**DOCUMENT DE RÉFÉRENCE**:
•••••
Si l'INR est supérieur à 5 mais inférieur à 9 et si le patient n'a pas de manifestation hémorragique autre que mineure (gingivorragie ou épistaxis provoqué) mais qu'il présente d'autres risques hémorragiques :

-> suppression d'une prise et administration de vitamine K : soit 1 à 2,5 mg par voie orale, soit 0,5 à 1 mg en perfusion lente sur une heure.

• INR supérieur à 9

Si l'INR est supérieur à 9, en l'absence de saignement :

-> suppression d'une prise et administration de vitamine K : soit 3 à 5 mg par voie orale, soit 1 à 1,5 mg en perfusion lente sur une heure,

-> puis reprise de l'AVK à dose plus faible,

-> surveillance rapprochée de l'INR.

• En cas de surdosage

Si une correction rapide de l'effet anticoagulant est nécessaire en cas soit de manifestation hémorragique grave, soit de surdosage majeur en AVK (par exemple : INR supérieur à 20) :

->administration d'une dose de 10 mg de vitamine K par voie intra-veineuse lente, associée selon l'urgence à du plasma frais congelé (PFC) ou à un concentré de facteur vitamino-K dépendant (Kaskadil®).
•••••
**SECTION DES DONNÉES**:

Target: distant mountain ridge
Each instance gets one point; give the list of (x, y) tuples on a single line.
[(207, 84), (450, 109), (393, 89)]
•••••
**SÉRIE D'EXERCICES**:
- 1) Dans le texte sur la correction d'un INR élevé sous AVK, quelle dose de vitamine K faut-il administrer par voie intraveineuse lente lorsqu'une correction rapide de l'effet anticoagulant est nécessaire ?
- 2) Prolongez le texte sur la correction d'un INR élevé sous AVK à la suite de sa dernière phrase.

**RÉPONSES DANS L'ORDRE**:
- 1) Une dose de 10 mg de vitamine K.

- 2)
LES AUTRES EFFETS INDÉSIRABLES

Ils n'ont pas la même gravité et ne représentent pas la même urgence que le risque hémorragique. Il est utile, toutefois, de les avoir en mémoire afin d'y penser, le cas échéant.

->Diarrhées : les AVK peuvent entraîner des diarrhées persistantes qui ne cèdent qu'en changeant de molécule. Ces diarrhées sont d'autant plus gênantes qu'elles perturbent la flore intestinale, flore qui synthétise une grande partie de la vitamine K. La diarrhée, provoquée par l'antivitamine K, perturbe donc l'effet anticoagulant de l'AVK !

->Allergies : prurit, urticaire, eczéma, fièvre, hyperéosinophilie...

Source : Agence française de sécurité sanitaire des produits de santé, avril 2003.

Le point de vue de...

« Des décès par hémorragie intercérébrale »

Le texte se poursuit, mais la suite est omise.